Given request 1:
Answer these questions using the forum thread below, one answer per line, marked (a), (b) and (c).
(a) What was the vacuum reading at idle?
(b) Which number on the coil was in fact number 1?
(c) Who custom made the better SRI kept in the closet?
Given request 2: In the forum thread below, shorten the paragraph beginning "I'll be resetting the timing tomorrow" while keeping its main facts.
Given request 3: Supply a continuation of the forum thread below, starting after its final line.

=== Reading text ===

4-Vacuum reading at idle was 14 hg, which is rather low
I came to the conclusion that timing might be off. Popped the valve cover and here is what I found.
The timing chain has *somehow* jumped a tooth (I had a problem with the coilpack, the previous owner must have had the coilpack cover installed in reverse, so number 6 on the coil was in fact number 1








This caused me trouble starting the car and I heard something (metal noise) while cranking the car a couple of times before realizing







. This must be the time when the chain jumped)

I'll be resetting the timing tomorrow. It was going strong under boost, so I'm hoping nothing is damaged. Should I be doing anything else, anything specific to check before I restart the car?








Could the white color of the plugs be related to this mismatched timing? What do you guys think?
Big thanks goes to:
Scott from USRT
James from Four Season Tuning
Shawn from Kinetic
Chris from C2 Motorsports
I hope I haven't forgot anyone.
And of course, a big thanks to this forum who made all this possible.








Elie


_Modified by VR6rocks at 9:50 AM 8-25-2008_


----------



## 05JettaGLXVR6 (Jan 25, 2006)

*Re: Euro VR6-T Stage 1 - 9psi (VR6rocks)*

That doesn't look good buddy. GL with it hope it comes out alright
I WANT THAT SRI!!!


----------



## 1_slow_mk3 (Jul 23, 2007)

*Re: Euro VR6-T Stage 1 - 9psi (05JettaGLXVR6)*


_Quote, originally posted by *05JettaGLXVR6* »_
I WANT THAT SRI!!!

I must be blind?


----------



## nubVR (Apr 25, 2004)

*Re: Euro VR6-T Stage 1 - 9psi (1_slow_mk3)*

hopefully its just the timing man... good luck on that... http://****************.com/smile/emthup.gif


----------



## fnvr6t (Apr 29, 2008)

*Re: Euro VR6-T Stage 1 - 9psi (nubVR)*

you runnig 42# tune/injectors lowered compression and stage 3 clutch. run a mbc and turn up the boost!


----------



## VR6rocks (Jun 5, 2004)

*Re: Euro VR6-T Stage 1 - 9psi (05JettaGLXVR6)*


_Quote, originally posted by *05JettaGLXVR6* »_That doesn't look good buddy. GL with it hope it comes out alright
I WANT THAT SRI!!!

You really think so? I mean what could have possibly happened now.
I don't think the valves are damaged because otherwise it wouldn't run the way it was running.
Blown rings?
Btw, that SRI will be up for sale soon. I got a better SRI in the closet







, custom made by Justin (aka nubVR)
But FIRST, I want to solve my current problem because otherwise ...

















_Quote, originally posted by *nubVR* »_you runnig 42# tune/injectors lowered compression and stage 3 clutch. run a mbc and turn up the boost!

=== Records provided ===

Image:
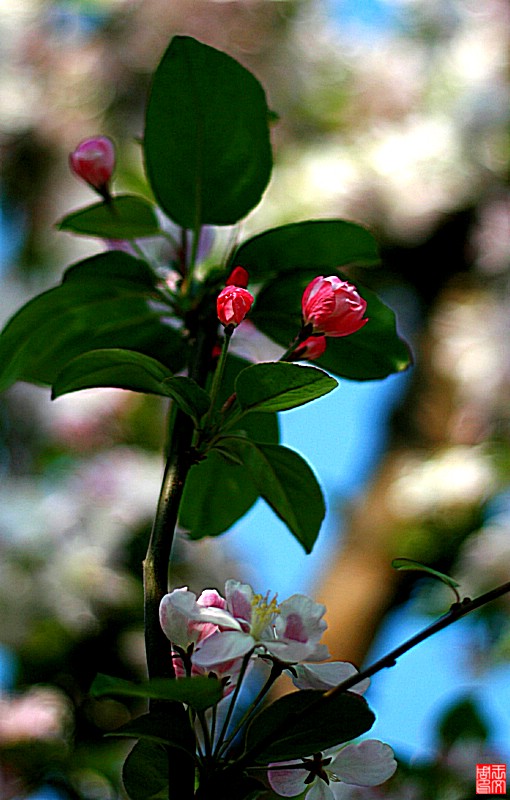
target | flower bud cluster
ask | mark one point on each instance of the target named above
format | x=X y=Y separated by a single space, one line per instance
x=234 y=301
x=93 y=161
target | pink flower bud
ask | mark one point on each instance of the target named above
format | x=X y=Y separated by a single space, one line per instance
x=238 y=277
x=233 y=304
x=94 y=162
x=333 y=307
x=310 y=349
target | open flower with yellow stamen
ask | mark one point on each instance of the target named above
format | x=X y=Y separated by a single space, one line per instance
x=250 y=622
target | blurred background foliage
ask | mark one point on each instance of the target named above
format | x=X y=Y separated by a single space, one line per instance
x=393 y=113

===

Reply 1:
(a) 14 hg
(b) Number 6
(c) Justin (aka nubVR)

Reply 2: The timing will be reset tomorrow. The engine ran strongly under boost, so the poster hopes nothing is damaged and asks what else should be checked before restarting the car.

Reply 3:
Stage 2, with a lot more than just upping the boost


_Quote, originally posted by *nubVR* »_hopefully its just the timing man... good luck on that

Thanks man, I'm really hoping so too!!
Ok, this is what I plan on doing tonight before reattemtping to start the car
1-Readjust the camshaft timing
2-Do a compression test
Any other suggestions?


----------



## 05JettaGLXVR6 (Jan 25, 2006)

*Re: Euro VR6-T Stage 1 - 9psi (VR6rocks)*


That SRI on the bottom left.
Ive seen timing mess up like that before when i helped put my friends VR back together. Loosen the tenchener and use a wrench to pop that cam back to tooth. That solved our problem.


----------



## VR6rocks (Jun 5, 2004)

*Re: Euro VR6-T Stage 1 - 9psi (VR6rocks)*

Update: I tried fixing the timing today.
This is the best alignment I could get with the 3.4 mm headspacer (8.2:1). As you can see, the cams are aligned between each other but are both very slightly rotated due to the raised head. There is no way to align both cams to the head surface with that thick headspacer. This is as close as I could get it.
Pics are taken at top dead center with the notch visible in the intermediate sprocket.


I rotated the engine several times by hand, things looked normal. It also seemed as if the engine gained compression after I reset the timing. It became harder and needed more effort to rotate.


----------



## nubVR (Apr 25, 2004)

*Re: Euro VR6-T Stage 1 - 9psi (VR6rocks)*

looks alot better then before... let her rip man!


----------



## Norwegian-VR6 (Feb 6, 2002)

*Re: Euro VR6-T Stage 1 - 9psi (nubVR)*

Congrats Elie. Its taken awhile, but isnt it fun to drive?
Welcome to the euro VR boost club


----------



## VR6rocks (Jun 5, 2004)

*Re: Euro VR6-T Stage 1 - 9psi (Norwegian-VR6)*

Thanks, it feels good indeed http://****************.com/smile/emthup.gif , especially after doing all this work.
It looks much better right now. I can't believe the camshaft was one tooth off and was still driving like that. 1 tooth is 720deg (2 crank rotations) / 27 teeth, that's ~26 degrees








I got one more question before I crank her back up. How tight should the chain be? After I put everything back up, the chain was tighter than before, I could barely budge it. It moves, but BARELY, maybe something like 2 mm max.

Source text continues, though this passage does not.